• [LISTA DE EXERCÍCIOS]
(A) Resuma em duas frases o texto sobre a nova evangelização.
(B) Continue o texto sobre a nova evangelização a partir da última frase apresentada.

Mas diremos ainda mais, cada uma destas acções da comunidade e de cada cristão estão interligadas entre si. A verdadeira profissão de fé exige a celebração autêntica e vice-versa. O mesmos e diga do testemunho que para ser verdadeiramente cristão não pode alhear-se da profissão da fé da celebração dos mistérios da fé.

A vida da fé é uma unidade, embora se reconheça nela um conjunto de passos essenciais para uma clareza de adesão e de encontro com Cristo.

Neste itinerário muito se aproveita da pedagogia da iniciação cristã pela qual a pessoa é convidada a transformar a sua vida à luz do mistério pascal de Cristo e a entregar-se inteiramente a Ele como Sua discípula.

No que diz respeito à nova evangelização, na homilia da Eucaristia de encerramento do recente sínodo sobre esta mesma temática,  o Santo Padre distinguia entre a pastoral ordinária, a missão ad gentes e a nova evangelização direccionada sobretudo para as pessoas baptizadas que, porém, não vivem as exigências do Baptismo.

Quanto à primeira sublinha a importância de celebrar os sacramentos da iniciação cristã antecedidos de uma catequese adequada e realça a importância do sacramento da penitência. Refere que é através deste itinerário sacramental que passa o chamamento universal do Senhor à santidade. Só os santos têm uma linguagem testemunhal que se torna compreensível a todos.

No que diz respeito à segunda, isto é a missão ad gentes, esta destina-se àqueles que ainda não conhecem a Cristo. Para estes exige-se o primeiro anuncio para o qual são imprescindíveis os leigos de modo que se tornem protagonistas de um novo ardor missionário. Destaca-se o papel da globalização nos novos cenários para um primeiro anuncio mesmo em países tradicionalmente cristãos. Se por um lado, refere o Papa, todos os homens têm o direito de conhecer Jesus Cristo e o seu Evangelho; do mesmo modo, corresponde o dever dos cristãos – de todos os cristãos: sacerdotes, religiosos e leigos – de anunciarem a Boa Nova.

Em terceiro lugar, focam-se os países secularizados. Estes necessitam de uma atenção especial para que novamente se encontrem com Jesus Cristo, redescubram a alegria da fé e voltem a integrar a comunidade cristã, onde celebrem e partilhem a mesma fé.

A nova evangelização diz respeito a toda a vida da Igreja e deve atingir todos os homens e mulheres em qualquer situação em que se encontrem.

Para além dos métodos tradicionais de pastoral, sempre válidos, realça ainda o Santo Padre, que a Igreja procura lançar mão de novos métodos, valendo-se também de novas linguagens, apropriadas às diversas culturas do mundo, para implementar um diálogo de simpatia e amizade que se fundamenta em Deus que é Amor. Em várias partes do mundo, a Igreja já encetou este caminho de criatividade pastoral para se aproximar das pessoas afastadas ou à procura do sentido da vida, da felicidade e, em última instância, de Deus.

Quando nos referirmos à evangelização deparamo-nos com a riqueza da Evangelii Nuntiandi que ao assunto que nos ocupa, a importância da celebração na evangelização, dedica sobretudo dois número.

• [EXCERTOS DO MATERIAL]
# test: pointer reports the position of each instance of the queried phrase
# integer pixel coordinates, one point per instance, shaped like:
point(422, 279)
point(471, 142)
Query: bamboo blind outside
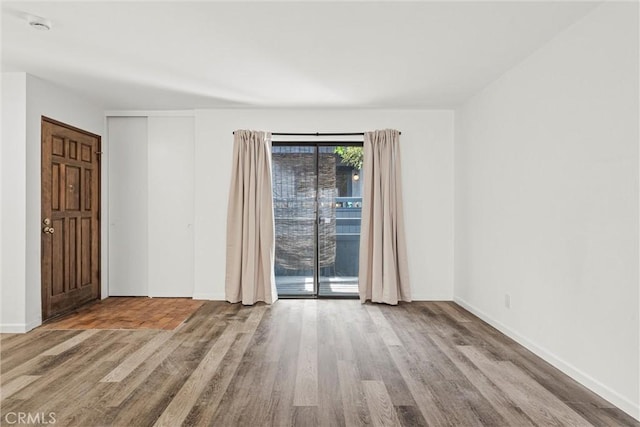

• [RESPOSTAS DO EXERCÍCIO]
(A) A profissão de fé, a celebração e o testemunho estão interligados, e a vida da fé é uma unidade com passos essenciais para o encontro com Cristo. Segundo o Santo Padre, há que distinguir a pastoral ordinária, a missão ad gentes e a nova evangelização dirigida sobretudo aos baptizados que não vivem as exigências do Baptismo, e a Igreja procura também novos métodos e linguagens para se aproximar das pessoas afastadas.

(B)
O primeiro (nº 43) realça a relevância da liturgia da Palavra, nomeadamente a homilia que no dizer deste documento pode ser muito proveitosa para os fiéis que celebram o mistério pascal através da Eucaristia, desde que «seja simples, clara, directa, adaptada, profundamente aderente ao ensinamento evangélico e fiel ao Magistério da Igreja, animada por um ardor apostólico equilibrado que lhe advém do seu carácter próprio, cheia de esperança, nutriente para a fé e geradora de paz e de unidade».

O segundo (nº 47) sublinha o papel dos sacramentos na evangelização. Esta não se esgota no anúncio e na pregação. Como deve atingir a vida, natural e sobrenatural, exprime toda a sua riqueza na relação intima entre a Palavra Revelada e os Sacramentos. Estes verdadeiramente bem preparados e celebrados são autenticamente sacramentos da fé.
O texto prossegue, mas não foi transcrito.